| 作業一覧 |
1. 中田選手をめぐる論評から、「ついでに言えば、球団にも責任」という語句を含むところで始まり「ム中田がヤンチャ伝説激白)。」で終わる部分を、一字も変えずに書き写してください。
2. 中田選手をめぐる論評のうち、「ついでに言えば、球団にも責任はある。」で始まる段落を、主な事実を残して箇条書きにまとめること。
3. 中田選手をめぐる論評を、最後に示された文の後から書き継ぐこと。

| 読解文 |
内容は「繊細で優しい人だと感じている」「子どもと動物には、すこぶる甘い」「情にもろく、かわいげがあるから、先輩たちにもかわいがられた」など。それが事実なら、そのように伝えるのもいい。しかし、中田選手が根が善人であったとしても、犯した行為の違法性が阻却されるわけではない。
原稿のまとめとして「今後、中田翔がどのような形で信頼回復に努めるのか、球団はどのように被害選手と中田の双方をサポートしていくのか、見守りたい。」としているが、それ以前に、中田選手や球団の責任について語ることをしないのか。責任を追及をすることなく中田選手の信頼回復、球団の今後の被害者・加害者へのサポートのみを語ることは、著しくバランスを欠くことに気付かないとしたら記者などやめた方がいい。特にプロ野球という青少年に与える影響の大きな競技であるから、それを取材するメディアとしての責任という認識がないのは残念と言うしかない。
この種の事案について記者がすべきことは見守ることなどではなく、不正義をただすことである。被害者は大ごとにしたくないと言っていると聞くが、加害者を「愛すべき」などと書く記事が出ることで、どれだけ傷つくか想像できないのか。
ついでに言えば、球団にも責任はある。現場で反社会的な行為が行われないようにすることは球団としての務め。選手と契約を取り交わす際に、他の契約選手から暴力などを受けないように、安全・安心な職場環境を提供する責務はあるはず。その視点もすっぽりと抜け落ちているのは残念と言うしかない。
中島記者もデスクから指示されたのかもしれないが「中田選手を擁護する前に、本件が社会的に決して許されないということ、被害者感情も考慮して厳しく批判すべきだと思います」ぐらい言えないものか。
■高校時代に先輩を乾燥機に
中田選手については以前から、こうした暴力にまつわる話は出ていた。今でもネットに残っているが、2016年1月に「ダウンタウンなう」(フジテレビ系)に出演し、高校時代に、気に入らない先輩を頭から大型乾燥機に入れたことを告白している(デイリースポーツ電子版:日本ハム中田がヤンチャ伝説激白)。
これをダウンタウンをはじめ、ゲストの志村けん氏らが爆笑したとあるが、これを笑える神経が分からない。偉そうにして、後輩をいじめる先輩を気に入らないのであれば、それをやめるように言えばいい。報復としか思えない暴力行為が正当化されることなどない。
本人はかつての「義賊」と同じ気分で違法性が阻却されると思っていたのかもしれないが、鼠小僧も最後は死罪になっていることは覚えておいた方がいい。被害者の大阪桐蔭高校の先輩は今でも、この時のことが辛い思い出になっているかもしれない。

| 保存済みデータセットの記録 |
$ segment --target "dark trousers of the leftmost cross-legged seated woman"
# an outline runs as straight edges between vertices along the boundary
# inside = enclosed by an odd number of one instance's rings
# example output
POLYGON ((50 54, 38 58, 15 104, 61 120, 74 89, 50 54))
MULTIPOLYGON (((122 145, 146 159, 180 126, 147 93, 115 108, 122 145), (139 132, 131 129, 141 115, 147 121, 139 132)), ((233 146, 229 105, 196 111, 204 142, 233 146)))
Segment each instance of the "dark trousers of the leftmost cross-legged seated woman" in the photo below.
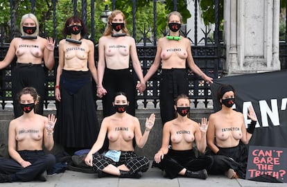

| 出力一覧 |
1.
ついでに言えば、球団にも責任はある。現場で反社会的な行為が行われないようにすることは球団としての務め。選手と契約を取り交わす際に、他の契約選手から暴力などを受けないように、安全・安心な職場環境を提供する責務はあるはず。その視点もすっぽりと抜け落ちているのは残念と言うしかない。
中島記者もデスクから指示されたのかもしれないが「中田選手を擁護する前に、本件が社会的に決して許されないということ、被害者感情も考慮して厳しく批判すべきだと思います」ぐらい言えないものか。
■高校時代に先輩を乾燥機に
中田選手については以前から、こうした暴力にまつわる話は出ていた。今でもネットに残っているが、2016年1月に「ダウンタウンなう」(フジテレビ系)に出演し、高校時代に、気に入らない先輩を頭から大型乾燥機に入れたことを告白している(デイリースポーツ電子版:日本ハム中田がヤンチャ伝説激白)。

2.
- 球団にも責任がある。
- 現場で反社会的な行為が行われないようにするのは、球団の務めである。
- 選手と契約する際には、他の契約選手から暴力などを受けない、安全・安心な職場環境を提供する責務があるはずだ。
- その視点が抜け落ちているのは残念である。

3.
思えば東京五輪開幕直前に、ミュージシャンの小山田圭吾氏が過去のいじめを問題視され、開閉会式の音楽制作担当を辞任することになったのは記憶に新しい。日刊スポーツも小山田氏に対して批判的に報じていた。
それが中田選手に対しては、なぜ、腰が引けた対応しかできないのか。単純に野球記者が野球のことしか考えが及ばないという部分もあるだろう。あるいは中田選手が現場に戻ってきたときに「お前、好き勝手書いてくれたな、もう2度と話さない」などと言われるのが怖いという側面もあると思う。
■「やんちゃ」という軽い言葉
いじめという名の暴力を憎み、根絶することが多くの人の願い。それが噴出したのが小山田氏の事件である。
中田選手の事件もその延長線上にあると思われる。「やんちゃ」などという曖昧な言葉で語るべきではない。
暴力団組長の家のピンポンダッシュとかなら、武勇伝として成人後に語のもアリかもしれませんが、中田選手の先輩に対する暴行をテレビ番組で披露、それを笑う出演者も出演者ですし、善悪の判断、対応を検討するだけの知性がなかった局の製作スタッフにも呆れます。球団の処分、よくやったと思います。
当方、オリンピック直前まで小山田氏のことは知らなかったのですが、障害を持つ学友に凄惨な虐待を行い、受け取った自筆の賀状を笑いものにすべく雑誌に掲載。将来、自分が有名になった時に名誉棄損を働くため、何年も保管していたのでしょうか?。虐待の過去とそれを雑誌で披露し、清算もしないまま、オリンピック・パラリンピックに関与する決断をした50過ぎのオジサン。ネットで過去情報の発掘そして拡散等、火を見るより明らか。辞退という選択肢はなかったのですかね。
元相方の小沢健二氏も、1994年に雑誌のインタビューで、こんなことを語っています。「万引を繰り返し、K書店には非常にお世話になった」「いまでも売上げカードが、実家の机の片っぽの引き出しのギッシリ入ってる(笑)」。
※ 2021.7.20 アサ芸プラス ”小山田圭吾が東京五輪開会式の音楽担当を辞任 小沢健二の「万引き告白」に再脚光”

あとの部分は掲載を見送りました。